In an aside, Mark Zuckerberg takes the issue of mistakes head-on in his second town hall meeting with the public. To a surprising degree he challenges conventional wisdom, demonstrating that he’s done some serious thinking and conversing with his team. In a single nut, he lays out a philosophy of mistakes that’s extremely accurate and pragmatic—and will withstand the scrutiny of research.
Although he puts his philosophy of mistakes in the context of Facebook, his ideas will travel well. Very well, indeed.
Successful people spend most of their time making mistakes. Consciously or not, this is the kind of statement—and mindset--that dilutes the fear of making mistakes. That fear may be one of the most difficult fears to dislodge in most people...
Successful people learn from their mistakes. This perspective spins out from Zuckerberg as a simple given. But all the research suggests that, well. . . 95% of the time we don’t learn from our mistakes. We merely repeat them. Learning requires us to engage in such activities as asking disconfirming questions, entertaining and testing multiple hypotheses, and trying to prove your own ideas wrong. Of course two biases, the tendency to pay too much attention to the most readily available info and to let a single statistic or fact dominate our thinking, regularly get in the way of learning. But learning from your mistakes will require the application of significant skills that aren’t intuitive.
What ends up mattering is what you get right. If you’re around a real scientist or thinker—you understand that it takes a lot of errors, mistakes and failures to get something right--and to resolve your problem. Candidly, Zuckerberg’s stuff is small potatoes in contrast to some big thinking that a few engage in. I have reference to a brilliant article by Nils Gilman (UC Berkeley) on The Twin Insurgency. He argues—after years of research and gathering of facts—that “the nation is under siege from plutocrats and criminals who unknowingly compound each other’s insidiousness.” I believe he’s got his conclusion right. With these insights, the more intelligent state governments (there are still a few around) can, overtime, make more pragmatic interventions that impact the middle class constructively.
◆ ◆ ◆
**Your goal**
Can you copy the piece on Zuckerberg and mistakes word for word, starting at the words "Although he puts" and ending after "in most people..."? The data that comes next has no connection to the piece on Zuckerberg and mistakes.

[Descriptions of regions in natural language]
◆ ◆ ◆
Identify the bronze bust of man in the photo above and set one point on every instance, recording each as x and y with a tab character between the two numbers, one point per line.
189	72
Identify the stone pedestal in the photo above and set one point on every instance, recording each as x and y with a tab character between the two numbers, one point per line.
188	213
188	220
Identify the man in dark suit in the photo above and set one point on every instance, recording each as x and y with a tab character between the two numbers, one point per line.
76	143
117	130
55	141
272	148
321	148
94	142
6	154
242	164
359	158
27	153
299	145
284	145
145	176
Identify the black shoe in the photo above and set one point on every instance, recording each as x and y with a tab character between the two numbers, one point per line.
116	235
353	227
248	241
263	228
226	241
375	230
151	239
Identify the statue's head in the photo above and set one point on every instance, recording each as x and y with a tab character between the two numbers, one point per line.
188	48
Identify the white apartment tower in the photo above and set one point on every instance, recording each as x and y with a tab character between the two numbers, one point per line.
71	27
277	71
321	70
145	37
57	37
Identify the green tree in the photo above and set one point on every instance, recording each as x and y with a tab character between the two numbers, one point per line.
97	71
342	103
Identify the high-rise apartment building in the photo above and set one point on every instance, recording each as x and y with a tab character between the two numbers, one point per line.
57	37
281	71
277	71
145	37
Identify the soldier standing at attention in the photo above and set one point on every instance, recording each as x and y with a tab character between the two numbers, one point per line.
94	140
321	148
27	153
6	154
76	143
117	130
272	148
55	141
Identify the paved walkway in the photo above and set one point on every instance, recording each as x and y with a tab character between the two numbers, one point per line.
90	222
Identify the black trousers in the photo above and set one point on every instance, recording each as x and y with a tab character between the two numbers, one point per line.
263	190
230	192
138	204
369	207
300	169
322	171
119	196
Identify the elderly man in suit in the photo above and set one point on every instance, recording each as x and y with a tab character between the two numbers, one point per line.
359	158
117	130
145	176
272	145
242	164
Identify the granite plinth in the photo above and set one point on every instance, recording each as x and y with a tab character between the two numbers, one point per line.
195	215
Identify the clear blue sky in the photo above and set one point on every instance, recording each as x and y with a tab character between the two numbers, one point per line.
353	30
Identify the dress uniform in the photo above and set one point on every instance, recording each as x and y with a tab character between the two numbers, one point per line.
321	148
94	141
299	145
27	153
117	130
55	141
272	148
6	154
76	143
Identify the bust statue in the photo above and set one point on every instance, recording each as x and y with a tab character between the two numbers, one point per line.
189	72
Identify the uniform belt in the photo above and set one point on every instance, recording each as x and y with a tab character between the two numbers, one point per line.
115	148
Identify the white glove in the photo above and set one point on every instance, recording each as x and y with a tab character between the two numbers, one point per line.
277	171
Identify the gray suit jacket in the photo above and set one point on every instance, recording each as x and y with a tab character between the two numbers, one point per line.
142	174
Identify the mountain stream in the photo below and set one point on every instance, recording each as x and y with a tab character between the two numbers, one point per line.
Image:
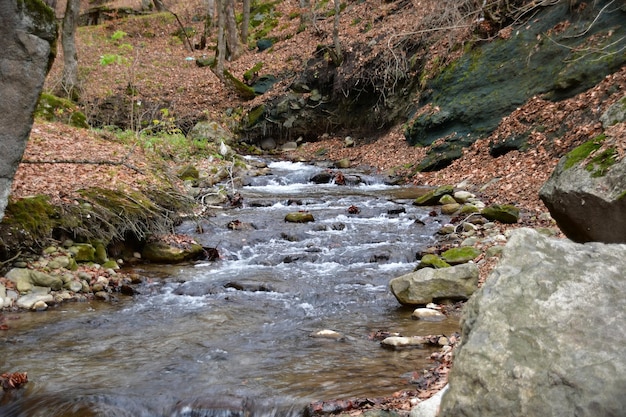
◆ ◆ ◆
**Final answer**
Although he puts his philosophy of mistakes in the context of Facebook, his ideas will travel well. Very well, indeed.
Successful people spend most of their time making mistakes. Consciously or not, this is the kind of statement—and mindset--that dilutes the fear of making mistakes. That fear may be one of the most difficult fears to dislodge in most people...